**Selected text**
Characters of interest included:
- a vaguely Filipino woman due August 7th, who was about 5 feet tall with a really small build and a football-shaped shelf-belly;
- a 5’3” version of Vern Troyer, who was there with the adult version of Cindy Loo Who;
- a younger couple, who couldn’t have been older than 23;
- and a crunchy, granola-type, probably in her early 30s, who arrived about 20 minutes before her husband.
Oh, and we were the tallest ones there.
The instructor/tour guide was good. She was a former pre-school teacher with three kids. Kind of on the crunchy, granola side. She told us she was a little zippy, as she had just changed her migraine medication.
We sat through an hour-long Powerpoint presentation, giving us the basics of what to expect, what to bring, visiting hours, etc. And then we took the walking tour. You can check out the virtual version here.
After the standard tour, anyone who wanted to look at the Alternative Birthing Center could stay behind and go see that. The crunchy granola type and her husband, who are delivering there, stayed. And we decided that we’d like to see the facility as well (out of curiosity).
So we’re looking around the suite – it’s basically a living room with two bedroom-like delivery rooms off of it. And crunchy’s husband, who hasn’t really said anything until now, asks our guide, “Do they let you keep the placenta?”

**Your tasks**
A - Answer these questions from the birthing tour post:
(i) When was the Filipino woman due?
(ii) What job did the instructor hold before?
(iii) How long was the Powerpoint presentation?
B - Write the next part of the birthing tour post, picking up after the husband's question about the placenta.

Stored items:
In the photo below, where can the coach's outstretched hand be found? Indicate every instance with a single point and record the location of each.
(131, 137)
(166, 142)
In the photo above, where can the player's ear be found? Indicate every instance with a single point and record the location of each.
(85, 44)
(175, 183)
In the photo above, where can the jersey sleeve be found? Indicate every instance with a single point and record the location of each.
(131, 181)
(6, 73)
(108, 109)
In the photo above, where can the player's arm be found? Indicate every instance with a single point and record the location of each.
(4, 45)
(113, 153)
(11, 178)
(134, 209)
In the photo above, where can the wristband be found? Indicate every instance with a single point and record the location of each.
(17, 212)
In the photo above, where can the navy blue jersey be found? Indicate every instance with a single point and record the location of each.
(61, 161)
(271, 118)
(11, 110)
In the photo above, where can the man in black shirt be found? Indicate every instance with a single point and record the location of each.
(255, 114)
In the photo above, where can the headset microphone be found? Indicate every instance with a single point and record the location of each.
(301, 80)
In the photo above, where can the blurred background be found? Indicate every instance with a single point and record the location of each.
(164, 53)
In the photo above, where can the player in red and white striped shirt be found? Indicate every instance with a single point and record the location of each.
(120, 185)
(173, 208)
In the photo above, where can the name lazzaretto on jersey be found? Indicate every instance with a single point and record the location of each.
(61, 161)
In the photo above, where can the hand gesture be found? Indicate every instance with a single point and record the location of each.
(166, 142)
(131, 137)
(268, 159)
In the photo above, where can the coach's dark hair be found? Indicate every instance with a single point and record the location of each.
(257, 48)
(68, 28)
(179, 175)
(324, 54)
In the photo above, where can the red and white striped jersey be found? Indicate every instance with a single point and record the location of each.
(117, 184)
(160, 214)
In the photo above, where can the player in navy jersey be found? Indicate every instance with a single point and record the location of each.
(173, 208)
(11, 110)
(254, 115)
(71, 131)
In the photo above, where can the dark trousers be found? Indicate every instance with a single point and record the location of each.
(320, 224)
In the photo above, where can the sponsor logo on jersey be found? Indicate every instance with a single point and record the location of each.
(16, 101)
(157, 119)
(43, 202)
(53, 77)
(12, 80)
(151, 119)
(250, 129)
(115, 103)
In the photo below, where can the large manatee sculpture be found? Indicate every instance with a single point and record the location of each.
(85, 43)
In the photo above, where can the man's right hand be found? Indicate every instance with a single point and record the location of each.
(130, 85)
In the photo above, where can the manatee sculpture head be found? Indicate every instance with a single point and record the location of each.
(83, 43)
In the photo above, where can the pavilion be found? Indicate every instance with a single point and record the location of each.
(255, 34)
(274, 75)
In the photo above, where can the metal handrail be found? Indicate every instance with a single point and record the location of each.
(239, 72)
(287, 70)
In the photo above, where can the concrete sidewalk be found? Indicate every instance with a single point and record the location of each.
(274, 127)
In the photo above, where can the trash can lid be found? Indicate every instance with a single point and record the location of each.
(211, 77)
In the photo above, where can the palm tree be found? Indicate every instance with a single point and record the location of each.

**Task responses**
A -
(i) August 7th
(ii) Pre-school teacher
(iii) An hour

B -
Pat and I look at each other.
“Hmmm. No one’s ever asked me that before.”
She goes on to explain standard procedure with the placenta. (They deliver it, run some tests on it, and then keep it in the lab for a day or two, in case mom develops any infections that they want to cross reference with lab work on it.) And then says that they should ask their midwife to look into that for them.
Meanwhile, I’m trying to keep a straight face while figuring out what the hell this couple would want with their baby’s placenta. Apparently Pat was too.
We wrap up the tour, get out of the hospital and then burst into speculation. Our ideas were mostly on the reasonable side.
“Maybe they’re going to bury it in the backyard and plant a tree on it.”
“Maybe they want it in formaldehyde on their mantle.”
"Maybe there's some religious ritual they want to do with it."
A little strange, but, for the most part, socially acceptable. We’re still weirded out by it, and start speculating about why the husband was late to begin with. ("Maybe he was roaming the hospital looking for placentas.")
I get to work the next morning, and tell my pregnant coworker, who's an authority on most things strange, about the tour, the couple, and their question about the placenta. She says, as though this were a familiar concept, “I was watching this show awhile back, and some people eat them.”
Um, what?
“They fry it up and share it with their family. It’s something about absorbing the baby into the new family.”
“That’s absolutely disgusting.”
Apparently all this talk made her ill as well, as she ended up going home sick about two hours later. Oops.
Needless to say, I have signed over my placenta to science.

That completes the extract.